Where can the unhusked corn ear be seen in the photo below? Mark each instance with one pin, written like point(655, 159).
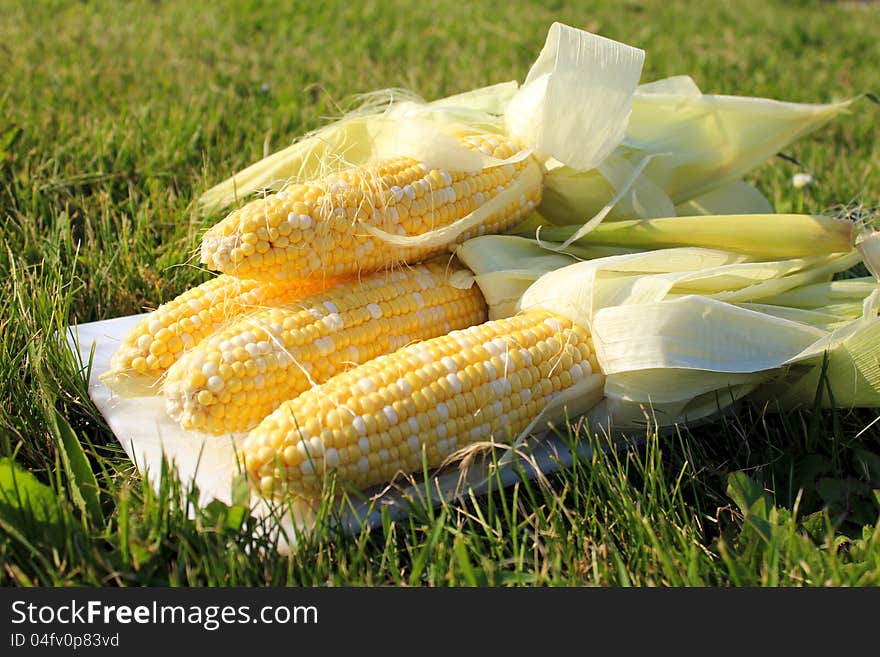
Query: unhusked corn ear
point(158, 339)
point(440, 395)
point(236, 377)
point(314, 228)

--

> [Direction] Can you copy every line of the data above word for word, leaving out the picture?

> [Task output]
Where can the unhusked corn ear be seen in the photo below? Mark each instance with one pin, written like point(655, 159).
Query: unhusked corn ear
point(158, 339)
point(440, 395)
point(236, 377)
point(314, 228)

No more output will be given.